(Beginning of Document passage)

You going to admit the raging metaphor of this situation or are you going to try and assert that a single house, even Bill Gate's house, could be used to construct such a vessel?
 
Grizzly said:
You going to admit the raging metaphor of this situation or are you going to try and assert that a single house, even Bill Gate's house, could be used to construct such a vessel?
He had barns, too. :D
 
Grizzly said:
You going to admit the raging metaphor of this situation or are you going to try and assert that a single house, even Bill Gate's house, could be used to construct such a vessel?

I won't be too dogmatic on the subject. But Jesus himself referred to the deeds of Noah. Since he witnessed them personally... ;)

Your statement about the number of species doesn't apply though. The animals boarded the Ark "according to their kinds" (not exact quote). There is no indictation that Border Collies, Boxers, Rottweillers, German Shepards, etc. were present. Merely, two dogs, two cats, two camels. Of course some animals were loaded by sevens.

As I said I'm not going to pound my fist on this one. But the Bible does seem to indicate that it actually occured and is not some sort of allegory.

But I'll say this before you do... I wouldn't want to be the one to clean up all that shit... :D
 
Grizzly said:
You going to admit the raging metaphor of this situation or are you going to try and assert that a single house, even Bill Gate's house, could be used to construct such a vessel?

Sorry "a single house". I didn't realize what you were trying to say until now. The Bible doesn't say that the ark was built from a house. It doesn't say how long it took to build the Ark either. If you do the math, the account allows for 60 years of construction. GILGAMESH says that it was built in seven days. I'm not sure if he was trying to say that the ark was built FROM the house. Or just that the house would no longer be needed.

edit- the "tear down the house and build a ship" quote was from the E of G. Not the bible. If that wasn't clear.
 
CyniQ said:
Your statement about the number of species doesn't apply though. The animals boarded the Ark "according to their kinds" (not exact quote). There is no indictation that Border Collies, Boxers, Rottweillers, German Shepards, etc. were present. Merely, two dogs, two cats, two camels. Of course some animals were loaded by sevens.

Just curious...if two dogs got on then how did all of these various breeds come about later on?
 
Weatherlite said:
Just curious...if two dogs got on then how did all of these various breeds come about later on?

Wow. Okay. There are boy dogs, and girl dogs...


How do you like my new sig??? :D
 
Weatherlite said:
Just curious...if two dogs got on then how did all of these various breeds come about later on?

Well, breeding and creating breeds is relatively simple. One mates two dogs with desireable characteristics and continues to do so until the new breed comes about. I'm pretty sure that's how it works anyhow.

However, I'm pretty sure you can't take two, or two hundred, cocker spaniels, breed them and come out with anything other than a cocker spaniel. So, in that sense, obviously the "one dog(generic term), one cat(generic term)" can not be correct.

Plus, what constitutes a dog and what constitutes the one cat? You ain't getting a house cat from a lion and you're not getting a wolf from a schnauser.

How did Noah keep the fish without glass? The fish you ask...si, if the ocean and lakes swelled to proportions much, much larger than they were to begin with, then entire ecological system in the ocean/lake would change/die. You can't have plants living in 4 feet survive when they are suddenly in 4000 feet of water. Doesn't work. Thus, Noah must have taken not only the land animals, but also the fishes and sea plants. How did he do that?

(End of Document passage)
(Beginning of Source information)

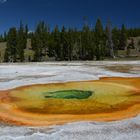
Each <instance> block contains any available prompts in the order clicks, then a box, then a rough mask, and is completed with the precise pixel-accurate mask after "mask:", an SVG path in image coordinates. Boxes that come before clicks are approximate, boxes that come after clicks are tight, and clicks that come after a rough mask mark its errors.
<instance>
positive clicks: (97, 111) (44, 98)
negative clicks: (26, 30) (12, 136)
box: [0, 77, 140, 126]
mask: <svg viewBox="0 0 140 140" xmlns="http://www.w3.org/2000/svg"><path fill="white" fill-rule="evenodd" d="M139 113H140V78H119V77H118V78H102V79H100V80H97V81H85V82H68V83H58V84H41V85H31V86H24V87H19V88H15V89H11V90H7V91H0V120H1V121H3V122H6V123H10V124H15V125H27V126H47V125H53V124H62V123H66V122H73V121H85V120H87V121H88V120H94V121H115V120H121V119H125V118H130V117H133V116H136V115H138V114H139Z"/></svg>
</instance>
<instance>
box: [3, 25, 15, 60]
mask: <svg viewBox="0 0 140 140" xmlns="http://www.w3.org/2000/svg"><path fill="white" fill-rule="evenodd" d="M16 46H17V30H16V28H15V27H13V28H10V29H9V32H8V35H7V48H6V51H5V57H4V58H5V60H4V61H5V62H16V57H17V48H16Z"/></svg>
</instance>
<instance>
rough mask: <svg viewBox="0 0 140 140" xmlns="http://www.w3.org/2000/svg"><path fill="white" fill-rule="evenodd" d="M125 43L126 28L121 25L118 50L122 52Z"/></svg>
mask: <svg viewBox="0 0 140 140" xmlns="http://www.w3.org/2000/svg"><path fill="white" fill-rule="evenodd" d="M126 42H127V31H126V27H125V25H124V24H123V25H122V28H121V32H120V40H119V49H120V50H124V49H125V47H126Z"/></svg>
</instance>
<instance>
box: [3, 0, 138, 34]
mask: <svg viewBox="0 0 140 140" xmlns="http://www.w3.org/2000/svg"><path fill="white" fill-rule="evenodd" d="M139 14H140V0H0V33H3V32H4V31H7V29H8V28H9V27H12V26H16V27H18V26H19V23H20V20H22V21H23V23H24V24H26V23H28V25H29V28H30V30H33V29H34V28H35V26H36V24H37V22H38V21H40V20H44V21H46V22H47V23H48V24H49V25H50V26H51V27H54V26H55V25H59V26H60V27H61V26H62V25H65V26H66V27H77V28H81V27H82V25H83V17H84V16H86V17H88V23H89V25H91V26H93V25H95V22H96V19H97V18H98V17H100V18H101V20H102V22H103V24H104V25H105V24H106V22H107V21H108V19H110V20H111V21H112V24H113V26H119V27H120V26H121V24H122V23H124V24H126V25H127V27H140V15H139Z"/></svg>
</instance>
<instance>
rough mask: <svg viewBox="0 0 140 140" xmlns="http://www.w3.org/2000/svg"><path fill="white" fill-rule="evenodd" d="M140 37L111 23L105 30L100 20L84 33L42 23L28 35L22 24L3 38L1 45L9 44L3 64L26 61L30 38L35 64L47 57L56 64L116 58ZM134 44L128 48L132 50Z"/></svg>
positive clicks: (0, 37)
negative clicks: (133, 37) (25, 51)
mask: <svg viewBox="0 0 140 140" xmlns="http://www.w3.org/2000/svg"><path fill="white" fill-rule="evenodd" d="M132 36H133V37H136V36H140V28H134V29H127V28H126V27H125V25H124V24H123V25H122V27H121V28H117V27H114V28H112V27H111V22H110V21H109V22H108V23H107V25H106V27H105V28H104V27H103V25H102V22H101V20H100V19H97V22H96V24H95V26H94V27H90V26H89V25H88V24H87V23H85V24H84V25H83V28H82V29H81V30H78V29H76V28H66V27H65V26H63V27H62V28H61V29H60V28H59V27H58V26H55V27H54V29H52V30H50V27H49V26H48V25H47V24H46V23H45V22H44V21H41V22H39V23H38V25H37V27H36V29H35V31H34V32H29V30H28V25H23V24H22V22H21V23H20V27H19V28H18V29H17V28H16V27H12V28H10V29H9V31H8V32H7V33H4V35H1V36H0V42H3V41H6V42H7V47H6V51H5V57H4V61H5V62H9V61H13V62H17V61H18V62H23V61H24V60H25V58H24V57H25V56H24V50H25V49H26V44H27V39H29V38H30V39H31V44H32V45H31V46H32V50H33V51H34V52H35V54H34V59H33V61H38V62H41V61H43V58H44V56H46V55H47V56H48V57H50V58H52V57H53V58H54V59H55V60H56V61H67V60H68V61H71V60H103V59H104V58H106V57H112V58H114V57H115V56H116V55H117V52H118V50H124V49H125V47H126V44H127V39H128V38H129V37H132ZM132 44H133V40H132V41H131V45H129V46H127V47H128V48H129V47H131V46H132Z"/></svg>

(End of Source information)

Copy the stretch of the forum thread about Noah's Ark from "As I said I'm" through "longer be needed." word for word.

As I said I'm not going to pound my fist on this one. But the Bible does seem to indicate that it actually occured and is not some sort of allegory.

But I'll say this before you do... I wouldn't want to be the one to clean up all that shit... :D
 
Grizzly said:
You going to admit the raging metaphor of this situation or are you going to try and assert that a single house, even Bill Gate's house, could be used to construct such a vessel?

Sorry "a single house". I didn't realize what you were trying to say until now. The Bible doesn't say that the ark was built from a house. It doesn't say how long it took to build the Ark either. If you do the math, the account allows for 60 years of construction. GILGAMESH says that it was built in seven days. I'm not sure if he was trying to say that the ark was built FROM the house. Or just that the house would no longer be needed.